[Source data]
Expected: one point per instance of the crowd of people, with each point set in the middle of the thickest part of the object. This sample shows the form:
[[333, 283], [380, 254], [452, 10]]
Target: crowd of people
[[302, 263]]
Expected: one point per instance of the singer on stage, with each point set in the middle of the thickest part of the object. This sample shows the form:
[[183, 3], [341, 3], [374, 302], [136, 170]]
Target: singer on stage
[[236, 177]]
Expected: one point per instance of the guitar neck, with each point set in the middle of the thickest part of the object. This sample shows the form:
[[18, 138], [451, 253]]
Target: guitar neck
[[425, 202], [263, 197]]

[WHAT THE TASK ASKS]
Turn every line of the material above into a JSON list of strings, with one string per line and no blank lines.

[EXERCISE RESPONSE]
[
  "Expected: one point per instance of the crowd of people, with each point set in the middle of the thickest part of the object. This sample shows the form:",
  "[[333, 283], [380, 254], [452, 10]]",
  "Target: crowd of people",
  "[[302, 263]]",
  "Expected: one point per instance of the singer on stage, with each point set in the middle of the thickest part of the object. This sample shows the form:",
  "[[183, 3], [341, 3], [374, 302], [136, 170]]",
  "Target: singer on stage",
  "[[236, 177]]",
  "Expected: one point per instance of the guitar neck, with each point set in the middle of the thickest part of the object. This sample shows the form:",
  "[[18, 138], [451, 253]]",
  "Target: guitar neck",
  "[[425, 202], [263, 197]]"
]